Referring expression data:
BEGIN

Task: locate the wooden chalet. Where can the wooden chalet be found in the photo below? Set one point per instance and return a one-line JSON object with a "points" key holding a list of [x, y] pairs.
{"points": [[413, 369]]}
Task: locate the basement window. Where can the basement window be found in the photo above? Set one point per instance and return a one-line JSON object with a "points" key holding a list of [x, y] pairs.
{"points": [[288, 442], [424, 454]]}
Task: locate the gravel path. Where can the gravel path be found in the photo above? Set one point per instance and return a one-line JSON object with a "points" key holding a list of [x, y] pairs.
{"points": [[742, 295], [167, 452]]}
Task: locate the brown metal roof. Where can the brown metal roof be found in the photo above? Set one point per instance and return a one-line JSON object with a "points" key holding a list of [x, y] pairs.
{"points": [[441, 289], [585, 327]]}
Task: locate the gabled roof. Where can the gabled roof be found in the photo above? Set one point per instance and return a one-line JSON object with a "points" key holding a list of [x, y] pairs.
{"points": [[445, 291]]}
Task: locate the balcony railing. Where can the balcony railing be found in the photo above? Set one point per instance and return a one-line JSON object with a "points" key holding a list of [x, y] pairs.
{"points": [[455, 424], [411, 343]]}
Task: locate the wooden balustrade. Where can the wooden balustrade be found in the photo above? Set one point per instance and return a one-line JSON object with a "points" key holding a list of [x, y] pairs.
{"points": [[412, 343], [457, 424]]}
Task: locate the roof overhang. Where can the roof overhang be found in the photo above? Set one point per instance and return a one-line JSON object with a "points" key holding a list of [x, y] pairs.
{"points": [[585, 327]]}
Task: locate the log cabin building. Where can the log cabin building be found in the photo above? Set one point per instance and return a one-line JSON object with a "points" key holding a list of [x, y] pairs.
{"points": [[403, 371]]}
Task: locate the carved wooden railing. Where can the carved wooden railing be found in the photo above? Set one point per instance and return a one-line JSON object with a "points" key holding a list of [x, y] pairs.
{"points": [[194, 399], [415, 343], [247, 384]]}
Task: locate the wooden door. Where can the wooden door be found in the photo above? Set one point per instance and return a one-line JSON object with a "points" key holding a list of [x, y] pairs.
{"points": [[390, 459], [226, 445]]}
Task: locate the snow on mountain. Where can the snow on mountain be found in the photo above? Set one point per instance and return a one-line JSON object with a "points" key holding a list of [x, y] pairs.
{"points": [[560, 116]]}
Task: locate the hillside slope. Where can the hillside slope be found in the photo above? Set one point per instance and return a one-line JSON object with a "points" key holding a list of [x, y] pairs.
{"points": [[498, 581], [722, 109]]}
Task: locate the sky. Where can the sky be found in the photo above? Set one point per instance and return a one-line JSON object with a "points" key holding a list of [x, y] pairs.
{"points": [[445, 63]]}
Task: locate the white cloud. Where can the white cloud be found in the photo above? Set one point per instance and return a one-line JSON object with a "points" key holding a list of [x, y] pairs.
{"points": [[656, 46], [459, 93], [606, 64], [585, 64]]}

END

=== Work task ===
Copy every line above once more, precisely as it reads.

=== Result ===
Task: locate the wooden chalet. Where can the wooden chalet be found in the photo below? Set one point per instance and return a one-line JSON object with a "points" key holding a list of [x, y] pairs.
{"points": [[413, 369]]}
Task: locate the basement window. Where can the basement window be found in the photo above? Set one point per instance and return a one-line JSON object with a "points" key holding a list of [x, y] pairs.
{"points": [[288, 442], [424, 454]]}
Task: locate the gravel path. Where can the gravel path be found in the photo above? Set one point per instance and return a one-line JSON object with a "points" key holding a list of [x, y] pairs.
{"points": [[742, 295], [167, 452]]}
Task: locate the brown metal roof. Where can the brown metal roof be found in the photo above? Set one point per instance and return a one-line JSON object with a "points" key holding a list of [x, y] pairs.
{"points": [[441, 289], [585, 327]]}
Task: locate the gabled roof. Where can the gabled roof be found in the photo above? Set one point per instance and return a one-line JSON object with a "points" key holding a list of [x, y] pairs.
{"points": [[445, 291]]}
Task: locate the balcony railing. Where can the balcony railing be found in the photo above? Set one point per instance and return a one-line JSON object with a "points" key holding a list of [x, y] pairs.
{"points": [[455, 424], [411, 343]]}
Task: locate the wooden balustrade. Where can the wooden balustrade be found in the photo above? Set one point per instance and return a one-line JSON object with a "points" key holding a list of [x, y] pairs.
{"points": [[412, 343], [457, 424]]}
Task: locate the roof overhang. Where can the roof overhang be found in the photo above? Set one point per instance and return a one-line JSON object with a "points" key holding a list of [x, y] pairs.
{"points": [[585, 327]]}
Task: locate the log cabin building. Where can the log cabin building be found in the photo above? Set one point per instance and return a one-line JSON object with a "points" key holding a list of [x, y] pairs.
{"points": [[403, 371]]}
Task: locate the carved wooden railing. Where can the carved wooden railing be found in the photo above? Set one point per instance and return a one-line JSON object with a "points" key holding a list of [x, y] pairs.
{"points": [[194, 399], [415, 343], [247, 384]]}
Task: locate the wooden door. Where can the wooden door be found in the photo above? Set one point per instance and return a one-line JSON object with a "points" key holding a list of [x, y] pairs.
{"points": [[390, 459], [226, 445]]}
Task: locate the snow on mountain. Where can the snow on mountain be found in the photo above? Set one point per instance and return a one-line JSON object with a "points" key holding a list of [x, y] pairs.
{"points": [[560, 116]]}
Task: locate the hillside slope. Where can the hillside slope be found in the photo above? Set one point per instance and return a one-line JSON object with a "points" key holding a list of [x, y] pairs.
{"points": [[498, 581], [722, 109]]}
Task: locate the sky. Where can the sky be found in the photo above? Set one point per instance and return a one-line JSON object with a "points" key holding a list of [x, y] pairs.
{"points": [[445, 63]]}
Task: locate the white cloud. Where can the white cloud be found in the photo above? Set one point per instance and return a one-line JSON object with a "points" key holding a list of [x, y] pairs.
{"points": [[656, 46], [459, 93], [606, 64], [585, 64]]}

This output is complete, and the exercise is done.